Position annotation records
§ §

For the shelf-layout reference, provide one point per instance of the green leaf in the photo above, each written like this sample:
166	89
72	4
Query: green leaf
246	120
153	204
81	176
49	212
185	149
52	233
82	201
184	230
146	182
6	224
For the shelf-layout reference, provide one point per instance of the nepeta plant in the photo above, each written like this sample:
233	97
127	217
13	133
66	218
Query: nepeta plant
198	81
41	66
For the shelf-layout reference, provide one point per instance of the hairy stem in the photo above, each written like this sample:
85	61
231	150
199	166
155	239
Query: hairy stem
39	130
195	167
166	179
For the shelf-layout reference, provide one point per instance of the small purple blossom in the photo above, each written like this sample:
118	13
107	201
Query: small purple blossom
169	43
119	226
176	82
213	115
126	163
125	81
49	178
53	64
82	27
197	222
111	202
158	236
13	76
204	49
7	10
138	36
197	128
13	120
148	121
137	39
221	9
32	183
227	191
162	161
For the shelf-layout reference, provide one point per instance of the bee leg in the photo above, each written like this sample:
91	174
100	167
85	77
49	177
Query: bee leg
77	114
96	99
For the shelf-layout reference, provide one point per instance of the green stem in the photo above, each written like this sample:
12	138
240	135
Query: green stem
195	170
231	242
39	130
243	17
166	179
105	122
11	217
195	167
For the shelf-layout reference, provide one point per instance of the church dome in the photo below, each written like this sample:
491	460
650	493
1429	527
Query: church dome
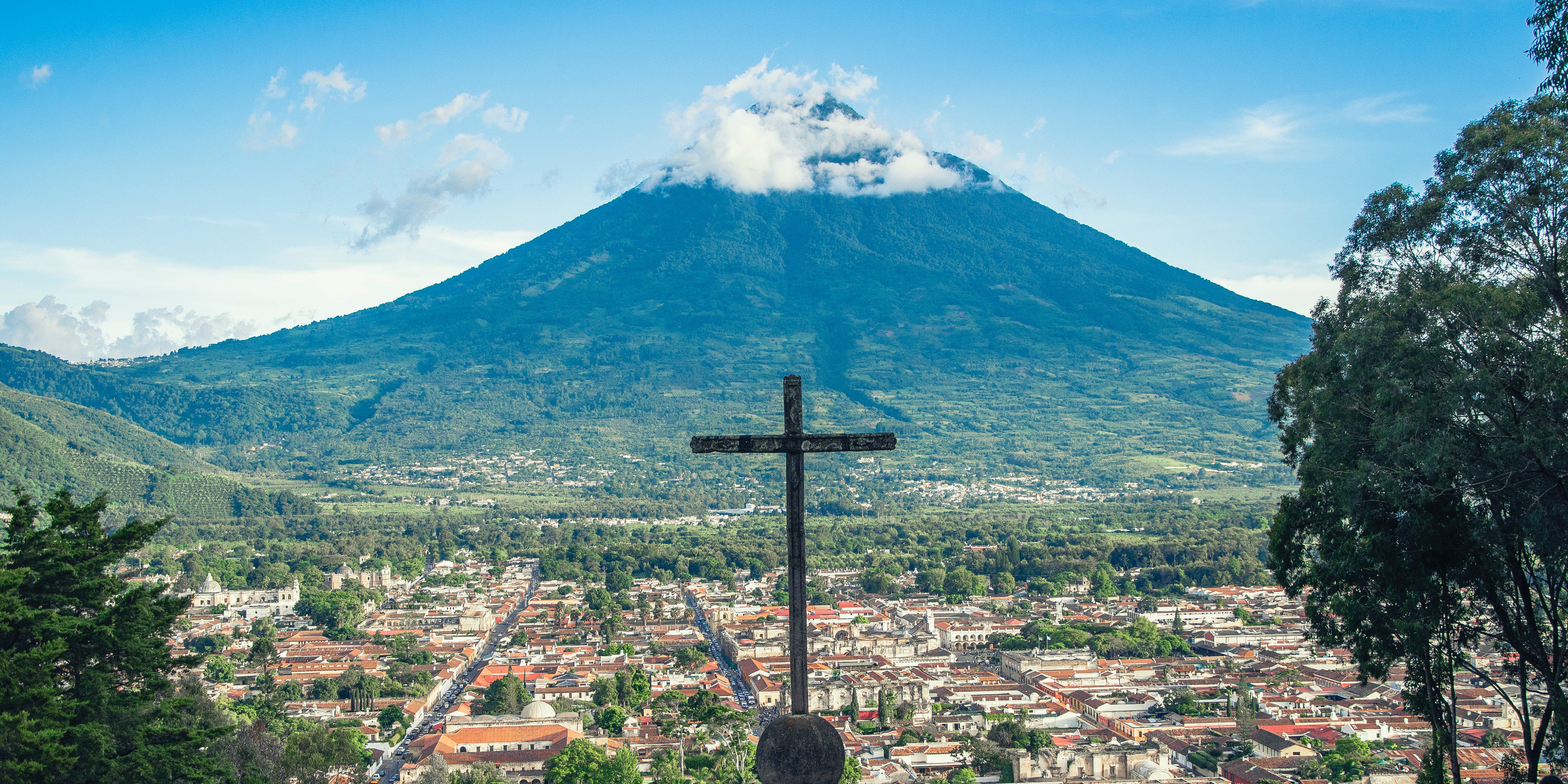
538	710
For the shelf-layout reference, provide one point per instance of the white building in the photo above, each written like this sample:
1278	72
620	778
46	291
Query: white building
248	603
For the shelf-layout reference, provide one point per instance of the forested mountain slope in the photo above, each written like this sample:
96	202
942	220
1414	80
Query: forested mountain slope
974	322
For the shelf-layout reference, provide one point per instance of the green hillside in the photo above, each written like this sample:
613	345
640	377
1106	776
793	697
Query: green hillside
48	444
977	324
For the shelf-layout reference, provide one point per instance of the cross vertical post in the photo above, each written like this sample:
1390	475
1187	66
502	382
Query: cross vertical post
796	535
800	749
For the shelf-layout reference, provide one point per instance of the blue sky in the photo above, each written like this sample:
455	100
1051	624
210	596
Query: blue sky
181	164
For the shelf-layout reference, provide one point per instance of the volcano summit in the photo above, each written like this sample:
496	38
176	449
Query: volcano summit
973	320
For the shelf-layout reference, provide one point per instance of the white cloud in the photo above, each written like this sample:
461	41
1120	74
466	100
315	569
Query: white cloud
280	289
441	115
981	148
623	176
275	89
324	87
509	120
264	131
1293	292
49	327
37	76
785	142
1257	132
465	169
1382	109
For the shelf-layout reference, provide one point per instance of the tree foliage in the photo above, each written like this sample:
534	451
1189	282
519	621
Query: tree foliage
1429	424
85	691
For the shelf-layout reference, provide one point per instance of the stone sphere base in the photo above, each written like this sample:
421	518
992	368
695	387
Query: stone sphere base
800	749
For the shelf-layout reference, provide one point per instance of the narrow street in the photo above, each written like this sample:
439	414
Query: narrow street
389	766
738	684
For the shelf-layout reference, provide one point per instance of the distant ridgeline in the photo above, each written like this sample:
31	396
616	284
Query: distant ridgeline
977	324
49	444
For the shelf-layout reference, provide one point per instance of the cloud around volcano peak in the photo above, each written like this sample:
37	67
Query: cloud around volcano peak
796	136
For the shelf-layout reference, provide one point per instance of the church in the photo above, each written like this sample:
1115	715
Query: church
369	579
248	604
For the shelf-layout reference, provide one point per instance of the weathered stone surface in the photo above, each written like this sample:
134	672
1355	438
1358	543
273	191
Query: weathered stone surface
800	749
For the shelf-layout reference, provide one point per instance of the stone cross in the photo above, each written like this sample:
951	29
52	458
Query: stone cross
799	750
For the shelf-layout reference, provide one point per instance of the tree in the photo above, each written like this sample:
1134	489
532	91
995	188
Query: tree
264	650
578	764
1551	43
507	695
1428	424
220	670
604	692
667	769
600	598
622	769
1184	702
612	623
852	771
314	755
85	692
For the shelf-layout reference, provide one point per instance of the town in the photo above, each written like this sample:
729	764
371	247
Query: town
483	669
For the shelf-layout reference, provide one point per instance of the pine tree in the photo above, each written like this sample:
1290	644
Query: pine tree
85	691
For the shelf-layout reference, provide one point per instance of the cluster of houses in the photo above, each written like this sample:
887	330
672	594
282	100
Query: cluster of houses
918	687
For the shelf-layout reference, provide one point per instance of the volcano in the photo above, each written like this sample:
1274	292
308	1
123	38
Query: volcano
976	322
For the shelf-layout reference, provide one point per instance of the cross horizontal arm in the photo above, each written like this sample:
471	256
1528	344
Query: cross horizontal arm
797	444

§ §

Each record should be quoted exactly, with the images omitted.

#### Written response
For the shelf-layout reference, provide one point per instance of the green leaf in the photo above, each written like this sample:
166	89
72	4
Query: green leaf
246	120
153	204
81	176
49	212
185	149
52	233
82	201
184	230
146	182
6	224
For the shelf-layout reference, provide one point per instance of the nepeta plant in the photo above, each written like this sample:
233	97
127	217
13	133
66	218
Query: nepeta plant
198	81
41	66
For the shelf-layout reference, provide one point per instance of the hairy stem in the photo above, each written like this sample:
85	61
231	150
199	166
155	239
Query: hairy stem
39	130
195	167
166	179
For the shelf-layout reference, provide one point per instance of the small purple blossom in the photo above, each written like this sample:
118	13
107	201
Query: small purple blossom
169	43
119	226
176	82
213	115
126	163
125	81
49	178
53	64
82	27
197	222
111	202
158	236
13	76
204	49
7	10
138	36
197	128
13	120
148	121
137	39
221	9
32	183
227	191
162	161
For the shelf-layout reference, provide one point per instance of the bee leg in the photo above, each written like this sample:
91	174
100	167
85	77
49	177
Query: bee leg
77	114
96	99
For the shelf-layout reference, provide one point per instance of the green stem in the photo above, each written like this sample:
12	138
240	135
Query: green stem
195	170
231	242
39	130
243	17
166	179
105	122
11	217
195	167
For the shelf-layout reference, provide one point per instance of the church dome in the photo below, each written like this sample:
491	460
650	493
1429	527
Query: church dome
538	710
For the shelf-layout reference, provide one point per instance of the white building in the photo above, each written like this sample:
1278	72
620	778
46	291
Query: white building
248	603
For the shelf-layout reference, provide one point per instance of the forested mountain slope in the photo above, each written like this sample:
96	202
942	220
1414	80
Query: forested mountain slope
974	322
For the shelf-layout reference, provide one point per instance of the green hillside in the photo above, each written like this sample:
613	345
640	377
1106	776
793	697
Query: green hillside
48	444
977	324
For the shelf-layout reference, provide one point per instance of the cross vertical post in the photo above, each written like this sample:
1390	475
1187	66
502	382
Query: cross vertical post
796	535
800	749
For the shelf-layout reference, provide one point per instance of the blue sky in the photo above, each written like this sample:
455	100
1051	624
210	596
Query: blue sky
181	164
For the shelf-layout reference, provide one point per instance of the volcano summit in the photo above, each written like this sample:
496	38
176	449
Query: volcano summit
973	320
For the shelf-layout reference, provide one point per instance of the white cloud in the photo above, each written like this sample:
461	41
1120	74
466	100
315	569
Query: white cloud
280	289
441	115
981	148
623	176
275	89
324	87
509	120
264	131
1293	292
49	327
37	76
785	142
1257	132
465	169
1382	109
For the shelf-layout reference, provide one point per instance of the tree foliage in the photo above, each written like this sample:
534	451
1189	282
519	621
Query: tree foliage
1429	424
85	691
For the shelf-layout reference, provide one point per instance of the stone sphere base in the photo above, each written like this sample:
421	518
992	368
695	387
Query: stone sphere base
800	749
For the shelf-layout reference, provide one point per instance of the narrow street in the photo above, each written like this sample:
439	414
Query: narrow street
389	766
738	684
For the shelf-layout reference, provide one point per instance of the distant ridgeline in the photo above, each written like this sample:
31	396
616	284
Query: distant ridgeline
977	324
49	444
For the shelf-layout reference, provide one point per instance of the cloud around volcano peak in the photo above, each written like this sample:
37	67
Query: cloud around volcano peak
796	136
For the shelf-layout reference, provide one point per instance of the church in the photo above, each written like this sample:
1115	715
Query: church
369	579
248	604
For the shelf-layout reference, provide one point per instance of the weathered stone surface in the photo above, each written like this sample:
134	672
1355	438
1358	543
273	191
Query: weathered stone surface
800	749
For the shelf-layout reference, provide one point per instance of the stone cross in the photo above, each written like this sample:
951	29
52	458
Query: stone cross
799	750
For the shelf-layout reference, provide one point per instance of the tree in the photo above, each written like this sample:
1134	489
532	91
995	188
Query: tree
264	650
578	764
1551	43
507	695
1428	424
220	670
604	692
667	769
600	598
622	769
1184	702
612	623
852	771
314	755
85	692
For the shelf-layout reference, provide one point per instance of the town in the photo above, each written like this sample:
729	764
371	247
Query: town
483	669
For the shelf-layout reference, provide one point per instance of the pine tree in the photo above, each written like this sample:
1290	644
Query: pine tree
85	691
For the shelf-layout reference, provide one point per instance of the cluster of houses in the photo above, each written like this sample:
887	330
672	594
282	100
Query: cluster of houses
918	687
For the shelf-layout reference, provide one point per instance of the volcano in the photo above, each written like this sample:
1274	292
308	1
123	38
Query: volcano
976	322
For the shelf-layout reference, provide one point per instance of the cross horizontal arm in the photo above, each written like this sample:
471	256
1528	344
Query: cross horizontal arm
797	444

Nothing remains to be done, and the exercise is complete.